**EXERCISE BRIEF:** Scan the records for the word "window". Return each line where it is found.

Start of TASK MATERIAL

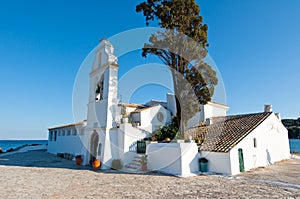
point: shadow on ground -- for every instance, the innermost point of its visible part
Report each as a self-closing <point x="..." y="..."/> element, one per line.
<point x="43" y="159"/>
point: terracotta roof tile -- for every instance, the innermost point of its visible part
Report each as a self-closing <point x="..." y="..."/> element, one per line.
<point x="226" y="132"/>
<point x="67" y="125"/>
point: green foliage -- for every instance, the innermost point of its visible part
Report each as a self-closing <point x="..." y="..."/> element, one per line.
<point x="294" y="133"/>
<point x="182" y="46"/>
<point x="168" y="131"/>
<point x="123" y="112"/>
<point x="116" y="164"/>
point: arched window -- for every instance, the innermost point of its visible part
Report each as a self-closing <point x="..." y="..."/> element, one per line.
<point x="99" y="89"/>
<point x="99" y="149"/>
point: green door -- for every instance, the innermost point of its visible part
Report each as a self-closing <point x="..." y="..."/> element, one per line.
<point x="241" y="160"/>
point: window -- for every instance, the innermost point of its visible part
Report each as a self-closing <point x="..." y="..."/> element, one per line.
<point x="254" y="142"/>
<point x="99" y="149"/>
<point x="55" y="135"/>
<point x="99" y="89"/>
<point x="68" y="132"/>
<point x="74" y="132"/>
<point x="81" y="131"/>
<point x="50" y="135"/>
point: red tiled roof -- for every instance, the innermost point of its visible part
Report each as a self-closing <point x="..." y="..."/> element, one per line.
<point x="226" y="132"/>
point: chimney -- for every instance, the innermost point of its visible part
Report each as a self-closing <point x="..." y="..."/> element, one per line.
<point x="278" y="116"/>
<point x="268" y="109"/>
<point x="208" y="121"/>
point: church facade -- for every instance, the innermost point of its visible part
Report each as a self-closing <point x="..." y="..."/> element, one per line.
<point x="231" y="144"/>
<point x="112" y="129"/>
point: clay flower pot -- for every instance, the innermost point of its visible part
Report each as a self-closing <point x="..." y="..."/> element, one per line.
<point x="78" y="159"/>
<point x="96" y="164"/>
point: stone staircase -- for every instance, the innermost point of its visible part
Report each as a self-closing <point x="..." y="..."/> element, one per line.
<point x="135" y="165"/>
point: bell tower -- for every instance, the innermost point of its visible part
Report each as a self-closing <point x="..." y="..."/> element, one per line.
<point x="103" y="102"/>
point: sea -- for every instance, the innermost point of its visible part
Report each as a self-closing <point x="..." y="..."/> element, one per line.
<point x="295" y="145"/>
<point x="12" y="144"/>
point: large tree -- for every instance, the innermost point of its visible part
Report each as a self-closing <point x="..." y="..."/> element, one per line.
<point x="182" y="45"/>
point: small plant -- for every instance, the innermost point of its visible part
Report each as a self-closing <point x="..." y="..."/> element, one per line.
<point x="123" y="112"/>
<point x="144" y="162"/>
<point x="78" y="159"/>
<point x="116" y="164"/>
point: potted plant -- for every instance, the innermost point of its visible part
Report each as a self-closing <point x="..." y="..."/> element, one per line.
<point x="96" y="164"/>
<point x="144" y="162"/>
<point x="116" y="164"/>
<point x="78" y="159"/>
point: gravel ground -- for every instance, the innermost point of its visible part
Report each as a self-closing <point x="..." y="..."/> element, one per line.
<point x="37" y="174"/>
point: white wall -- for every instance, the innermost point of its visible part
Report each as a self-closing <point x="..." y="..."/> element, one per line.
<point x="217" y="162"/>
<point x="209" y="110"/>
<point x="149" y="121"/>
<point x="171" y="103"/>
<point x="272" y="146"/>
<point x="179" y="159"/>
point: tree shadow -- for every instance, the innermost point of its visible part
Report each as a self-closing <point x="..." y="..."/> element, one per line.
<point x="43" y="159"/>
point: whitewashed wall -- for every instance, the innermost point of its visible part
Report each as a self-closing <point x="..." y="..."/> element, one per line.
<point x="217" y="162"/>
<point x="179" y="159"/>
<point x="272" y="146"/>
<point x="149" y="121"/>
<point x="171" y="103"/>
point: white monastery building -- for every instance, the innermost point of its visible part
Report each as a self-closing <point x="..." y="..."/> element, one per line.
<point x="231" y="144"/>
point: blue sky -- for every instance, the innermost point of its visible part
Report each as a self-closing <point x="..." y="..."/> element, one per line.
<point x="255" y="45"/>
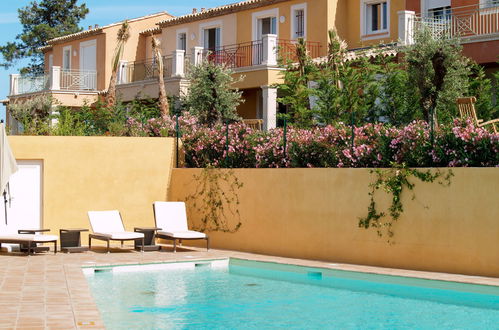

End of TASK MATERIAL

**RESPONSE AREA:**
point: arched window -- for every instance, the innermost point of its visible part
point: window -- for every instance, the innermost point of its visible part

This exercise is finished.